-------- DATASET --------

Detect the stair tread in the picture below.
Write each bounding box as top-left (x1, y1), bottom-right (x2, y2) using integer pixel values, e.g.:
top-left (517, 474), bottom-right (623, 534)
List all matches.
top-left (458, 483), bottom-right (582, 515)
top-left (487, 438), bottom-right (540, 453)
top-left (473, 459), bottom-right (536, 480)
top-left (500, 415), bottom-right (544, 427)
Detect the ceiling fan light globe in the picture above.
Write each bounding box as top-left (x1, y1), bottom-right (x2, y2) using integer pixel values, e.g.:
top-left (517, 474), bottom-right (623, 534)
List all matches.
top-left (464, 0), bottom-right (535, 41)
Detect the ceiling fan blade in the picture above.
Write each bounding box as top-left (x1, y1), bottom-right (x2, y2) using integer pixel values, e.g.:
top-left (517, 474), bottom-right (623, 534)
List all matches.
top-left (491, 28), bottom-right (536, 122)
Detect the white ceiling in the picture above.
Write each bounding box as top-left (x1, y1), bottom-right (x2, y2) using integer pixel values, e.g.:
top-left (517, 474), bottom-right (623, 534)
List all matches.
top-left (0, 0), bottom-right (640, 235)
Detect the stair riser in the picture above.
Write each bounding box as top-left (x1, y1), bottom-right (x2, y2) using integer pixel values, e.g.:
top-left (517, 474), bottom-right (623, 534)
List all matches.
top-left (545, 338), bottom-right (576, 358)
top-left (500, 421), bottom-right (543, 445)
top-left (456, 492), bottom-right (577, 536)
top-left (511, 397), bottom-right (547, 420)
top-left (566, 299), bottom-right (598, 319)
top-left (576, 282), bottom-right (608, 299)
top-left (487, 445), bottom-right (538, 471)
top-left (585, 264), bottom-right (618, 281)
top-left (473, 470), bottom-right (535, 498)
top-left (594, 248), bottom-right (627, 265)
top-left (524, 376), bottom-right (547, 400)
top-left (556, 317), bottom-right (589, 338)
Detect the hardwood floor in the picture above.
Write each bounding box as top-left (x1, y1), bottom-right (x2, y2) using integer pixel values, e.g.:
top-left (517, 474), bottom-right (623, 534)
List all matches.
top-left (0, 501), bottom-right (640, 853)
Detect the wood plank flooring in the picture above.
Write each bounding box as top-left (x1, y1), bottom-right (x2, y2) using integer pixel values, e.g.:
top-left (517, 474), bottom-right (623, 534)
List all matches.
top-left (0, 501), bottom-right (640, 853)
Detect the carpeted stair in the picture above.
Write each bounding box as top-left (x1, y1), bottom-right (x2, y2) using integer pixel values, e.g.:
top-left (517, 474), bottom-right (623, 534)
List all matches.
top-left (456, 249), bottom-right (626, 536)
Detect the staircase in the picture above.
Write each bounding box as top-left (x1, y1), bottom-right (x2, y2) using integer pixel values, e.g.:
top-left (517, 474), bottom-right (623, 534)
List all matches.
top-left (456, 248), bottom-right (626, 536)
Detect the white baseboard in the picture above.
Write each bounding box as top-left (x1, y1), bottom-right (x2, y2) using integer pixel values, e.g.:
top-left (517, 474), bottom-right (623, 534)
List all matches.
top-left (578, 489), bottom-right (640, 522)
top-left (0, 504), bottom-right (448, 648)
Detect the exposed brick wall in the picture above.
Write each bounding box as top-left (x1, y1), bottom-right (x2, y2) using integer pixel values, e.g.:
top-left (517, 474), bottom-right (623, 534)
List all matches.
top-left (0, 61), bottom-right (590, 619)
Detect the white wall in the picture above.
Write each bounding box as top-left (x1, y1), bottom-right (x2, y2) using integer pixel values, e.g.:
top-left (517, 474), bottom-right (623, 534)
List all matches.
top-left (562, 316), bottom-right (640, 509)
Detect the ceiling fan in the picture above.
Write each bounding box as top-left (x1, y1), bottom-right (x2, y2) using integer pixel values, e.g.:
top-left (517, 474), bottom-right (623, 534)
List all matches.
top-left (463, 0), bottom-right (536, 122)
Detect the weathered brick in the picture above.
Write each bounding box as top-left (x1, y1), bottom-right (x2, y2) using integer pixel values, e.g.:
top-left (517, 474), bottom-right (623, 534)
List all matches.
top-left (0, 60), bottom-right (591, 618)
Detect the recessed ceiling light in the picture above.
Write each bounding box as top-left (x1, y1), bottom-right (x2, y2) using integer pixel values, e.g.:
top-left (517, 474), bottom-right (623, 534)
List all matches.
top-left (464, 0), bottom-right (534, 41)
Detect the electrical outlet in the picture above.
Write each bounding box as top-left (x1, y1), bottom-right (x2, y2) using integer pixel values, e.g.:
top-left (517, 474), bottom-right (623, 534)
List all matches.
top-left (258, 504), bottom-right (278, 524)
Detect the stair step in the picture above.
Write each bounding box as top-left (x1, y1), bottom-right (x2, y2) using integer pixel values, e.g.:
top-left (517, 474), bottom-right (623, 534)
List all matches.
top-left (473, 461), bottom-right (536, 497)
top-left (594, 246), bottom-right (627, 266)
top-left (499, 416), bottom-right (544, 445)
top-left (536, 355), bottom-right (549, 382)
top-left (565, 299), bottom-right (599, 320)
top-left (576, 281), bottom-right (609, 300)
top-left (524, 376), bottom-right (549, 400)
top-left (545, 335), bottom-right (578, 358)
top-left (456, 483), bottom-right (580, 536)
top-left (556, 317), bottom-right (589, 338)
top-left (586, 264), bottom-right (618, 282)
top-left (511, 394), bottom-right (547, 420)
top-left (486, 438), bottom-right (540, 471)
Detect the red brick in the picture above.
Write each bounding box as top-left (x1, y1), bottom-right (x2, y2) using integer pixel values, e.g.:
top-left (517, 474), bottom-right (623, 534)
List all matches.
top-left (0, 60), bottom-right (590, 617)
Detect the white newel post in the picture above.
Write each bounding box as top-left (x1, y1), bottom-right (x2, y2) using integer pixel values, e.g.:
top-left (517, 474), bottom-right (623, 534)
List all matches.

--------

WORK TO COMPLETE -> Copy out the entries above, replacing each "integer pixel values" with "whole-number pixel coordinates" and leaving everything else unchanged.

TASK ANSWER ->
Detect the stair tread in the picture below.
Write each bounding box as top-left (x1, y1), bottom-right (x2, y2) using whole-number pixel coordinates, e.g.:
top-left (517, 474), bottom-right (623, 534)
List all matches.
top-left (458, 483), bottom-right (582, 515)
top-left (487, 438), bottom-right (540, 453)
top-left (473, 459), bottom-right (536, 480)
top-left (500, 415), bottom-right (544, 427)
Detect the ceiling fan light globe in the picture above.
Write each bounding box as top-left (x1, y1), bottom-right (x2, y2) using whole-number pixel coordinates, e.g.:
top-left (517, 474), bottom-right (623, 534)
List all matches.
top-left (464, 0), bottom-right (535, 41)
Detect the ceiling fan blade in the picture above.
Write each bounding box as top-left (x1, y1), bottom-right (x2, y2) using whole-number pixel coordinates, e.g.:
top-left (517, 474), bottom-right (623, 534)
List all matches.
top-left (491, 28), bottom-right (536, 122)
Detect the white ceiling in the picture above.
Write each bounding box as top-left (x1, y1), bottom-right (x2, y2) using whole-number pixel coordinates, e.g.:
top-left (517, 474), bottom-right (623, 534)
List all matches.
top-left (0, 0), bottom-right (640, 235)
Detect the stair riser in the picture above.
Write each bounding box as top-left (x1, y1), bottom-right (x2, y2) using whole-number pixel coordinates, e.g.:
top-left (517, 474), bottom-right (623, 534)
List all matches.
top-left (545, 338), bottom-right (576, 358)
top-left (500, 421), bottom-right (543, 445)
top-left (456, 492), bottom-right (577, 536)
top-left (511, 397), bottom-right (547, 420)
top-left (566, 299), bottom-right (598, 319)
top-left (576, 282), bottom-right (608, 299)
top-left (487, 445), bottom-right (538, 471)
top-left (585, 264), bottom-right (618, 281)
top-left (473, 470), bottom-right (535, 498)
top-left (594, 248), bottom-right (627, 265)
top-left (524, 376), bottom-right (547, 400)
top-left (556, 317), bottom-right (589, 338)
Detect the hardwood floor in the picture above.
Write each bounding box as top-left (x1, y1), bottom-right (x2, y2) using whole-number pixel coordinates, e.g.:
top-left (517, 474), bottom-right (623, 534)
List all matches.
top-left (0, 501), bottom-right (640, 853)
Detect the wood plank flooring in the picture above.
Write each bounding box as top-left (x1, y1), bottom-right (x2, y2) using whole-number pixel coordinates, e.g.:
top-left (517, 474), bottom-right (623, 534)
List all matches.
top-left (0, 501), bottom-right (640, 853)
Detect the carpeted stair in the picture above.
Write each bounding box as top-left (x1, y1), bottom-right (x2, y2) using whole-number pixel coordinates, e.g.:
top-left (517, 474), bottom-right (623, 534)
List all matches.
top-left (456, 249), bottom-right (626, 536)
Detect the staircase in the picture above.
Write each bounding box as top-left (x1, y1), bottom-right (x2, y2) using whole-number pixel coordinates, e.g.:
top-left (517, 474), bottom-right (623, 534)
List all matches.
top-left (456, 248), bottom-right (626, 536)
Detect the white baseboard in the picture above.
Write each bounding box as top-left (x1, y1), bottom-right (x2, y2) using whole-number pixel coordinates, e.g.:
top-left (517, 474), bottom-right (623, 534)
List all matches.
top-left (578, 489), bottom-right (640, 522)
top-left (0, 504), bottom-right (448, 648)
Detect the exposed brick wall in the picture above.
Write each bounding box as top-left (x1, y1), bottom-right (x2, y2) using whole-number pixel coordinates, e.g.:
top-left (517, 474), bottom-right (623, 534)
List all matches.
top-left (0, 61), bottom-right (590, 619)
Detect the white wall in the picture above.
Write each bounding box as top-left (x1, y1), bottom-right (x2, y2) using whole-number pixel coordinates, e.g.:
top-left (517, 474), bottom-right (623, 534)
List all matches.
top-left (562, 316), bottom-right (640, 509)
Detect the ceiling fan in the picture above.
Write each bounding box as top-left (x1, y1), bottom-right (x2, y2) using whole-number pixel coordinates, e.g.:
top-left (517, 474), bottom-right (623, 534)
List all matches.
top-left (463, 0), bottom-right (536, 122)
Detect the weathered brick in the picture above.
Write each bounding box as top-left (x1, y1), bottom-right (x2, y2) using whole-number pixel coordinates, e.g.:
top-left (517, 474), bottom-right (623, 534)
List all matches.
top-left (0, 60), bottom-right (591, 618)
Detect the recessed ceiling light in the picture above.
Write each bounding box as top-left (x1, y1), bottom-right (x2, y2) using whole-number pixel coordinates, e.g.:
top-left (517, 474), bottom-right (623, 534)
List all matches.
top-left (464, 0), bottom-right (534, 41)
Detect the electrical outlet in the picture above.
Write each bounding box as top-left (x1, y1), bottom-right (x2, y2) using whole-number pixel coordinates, e.g.:
top-left (517, 474), bottom-right (623, 534)
List all matches.
top-left (258, 504), bottom-right (278, 524)
Detect the stair step in the picture above.
Write each bounding box as top-left (x1, y1), bottom-right (x2, y2) using whole-number pixel coordinates, e.g.:
top-left (517, 474), bottom-right (623, 534)
List all matches.
top-left (473, 461), bottom-right (536, 497)
top-left (594, 246), bottom-right (627, 266)
top-left (499, 416), bottom-right (544, 445)
top-left (536, 355), bottom-right (549, 382)
top-left (565, 299), bottom-right (599, 320)
top-left (576, 281), bottom-right (609, 300)
top-left (524, 376), bottom-right (549, 400)
top-left (545, 335), bottom-right (578, 358)
top-left (456, 483), bottom-right (580, 536)
top-left (556, 317), bottom-right (589, 338)
top-left (586, 264), bottom-right (618, 282)
top-left (511, 394), bottom-right (547, 420)
top-left (486, 438), bottom-right (540, 471)
Detect the red brick in the picture above.
Write each bounding box as top-left (x1, y1), bottom-right (x2, y2) using whole-number pixel coordinates, e.g.:
top-left (517, 474), bottom-right (623, 534)
List all matches.
top-left (0, 60), bottom-right (590, 617)
Detect the white newel post in the picture above.
Write each bounding box as top-left (x1, y1), bottom-right (x2, y2) using whole-number pixel coordinates, e.g.:
top-left (517, 474), bottom-right (623, 534)
List all matches.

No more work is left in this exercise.